[Records of labeled points]
========================================================================

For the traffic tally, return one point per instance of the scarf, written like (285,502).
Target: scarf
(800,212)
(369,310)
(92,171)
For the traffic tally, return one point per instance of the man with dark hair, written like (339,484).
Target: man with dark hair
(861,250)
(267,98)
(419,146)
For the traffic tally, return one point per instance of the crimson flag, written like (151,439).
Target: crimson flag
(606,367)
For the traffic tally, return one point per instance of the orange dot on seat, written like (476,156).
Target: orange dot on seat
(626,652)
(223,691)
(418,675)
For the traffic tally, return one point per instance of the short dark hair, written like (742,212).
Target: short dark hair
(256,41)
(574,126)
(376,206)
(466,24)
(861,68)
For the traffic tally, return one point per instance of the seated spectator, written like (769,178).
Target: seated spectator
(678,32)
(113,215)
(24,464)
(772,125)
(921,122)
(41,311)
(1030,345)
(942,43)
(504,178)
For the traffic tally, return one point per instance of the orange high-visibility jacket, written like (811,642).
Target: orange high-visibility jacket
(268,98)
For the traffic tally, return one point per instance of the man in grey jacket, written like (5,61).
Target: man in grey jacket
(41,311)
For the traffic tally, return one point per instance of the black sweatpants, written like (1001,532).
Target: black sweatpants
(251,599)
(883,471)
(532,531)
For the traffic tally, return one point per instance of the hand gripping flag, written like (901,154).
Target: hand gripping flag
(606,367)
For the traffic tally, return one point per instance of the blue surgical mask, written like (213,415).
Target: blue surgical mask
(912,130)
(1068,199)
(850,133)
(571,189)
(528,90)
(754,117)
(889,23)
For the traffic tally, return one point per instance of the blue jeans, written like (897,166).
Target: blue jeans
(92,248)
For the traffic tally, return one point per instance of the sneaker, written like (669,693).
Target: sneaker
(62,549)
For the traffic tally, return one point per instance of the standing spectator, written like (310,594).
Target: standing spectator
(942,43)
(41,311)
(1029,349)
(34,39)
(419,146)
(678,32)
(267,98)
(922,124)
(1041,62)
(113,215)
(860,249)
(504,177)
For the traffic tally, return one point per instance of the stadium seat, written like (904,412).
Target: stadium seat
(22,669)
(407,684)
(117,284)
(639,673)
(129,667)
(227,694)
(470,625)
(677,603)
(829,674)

========================================================================

- INSTRUCTIONS TO FOLLOW
Write out the whole listing again. Match it word for word.

- FULL ANSWER
For the traffic tally, return one point per instance of the scarf, written like (285,502).
Target: scarf
(800,212)
(369,310)
(92,171)
For the traffic tally, return one point per instance of the man with dark hair, written like (339,484).
Target: man with dark hair
(861,250)
(267,98)
(419,146)
For the traffic tally, return one point per instance of the crimson flag, written like (151,439).
Target: crimson flag
(606,367)
For the traffic tally, return one point per instance of the orange dot on seat, written like (476,156).
Target: orange dot on seat
(626,652)
(223,691)
(418,675)
For the traffic tally, return one point per instance of the short dark hair, written like (742,212).
Target: short dark hair
(256,41)
(574,126)
(376,206)
(466,24)
(861,68)
For the traffic tally, return one point per instance of the seated spectator, written like (769,178).
Target: seated spectator
(678,32)
(113,215)
(24,464)
(772,125)
(921,122)
(41,311)
(1030,345)
(942,43)
(504,178)
For the traffic tally, return one point per instance of the orange high-visibility jacket, written like (811,642).
Target: orange high-visibility jacket
(268,98)
For the traffic tally, return one point per instance of the man in grey jacket, written like (5,61).
Target: man in grey jacket
(41,311)
For the traffic tally, return one point per instance of the black sweatpants, written like (1001,532).
Target: black sweatpants
(251,599)
(883,471)
(532,531)
For the traffic tally, return one point per instance of the hand gripping flag, written like (901,154).
Target: hand gripping flag
(606,367)
For the traffic tally, return one point per instance of the blue surgical mask, written like (213,415).
Target: blue surgical mask
(912,130)
(1068,199)
(850,133)
(571,189)
(528,90)
(754,117)
(889,23)
For the traffic tally, return one point per instance of the blue jeans, written like (897,166).
Target: blue jeans
(92,248)
For the traffic tally, return one point per instance of the sneaker, written like (669,693).
Target: sneaker
(62,549)
For the traffic tally, return one point per instance of the standing spectator, written like (310,594).
Target: standing spectator
(942,43)
(41,311)
(1029,349)
(34,39)
(419,146)
(678,32)
(267,98)
(922,124)
(1041,62)
(113,215)
(860,249)
(504,177)
For the traffic tally, return one point per instance of the stadium seat, written like (904,412).
Target: stadium seat
(22,669)
(407,684)
(117,284)
(639,673)
(129,667)
(227,694)
(470,625)
(677,603)
(829,674)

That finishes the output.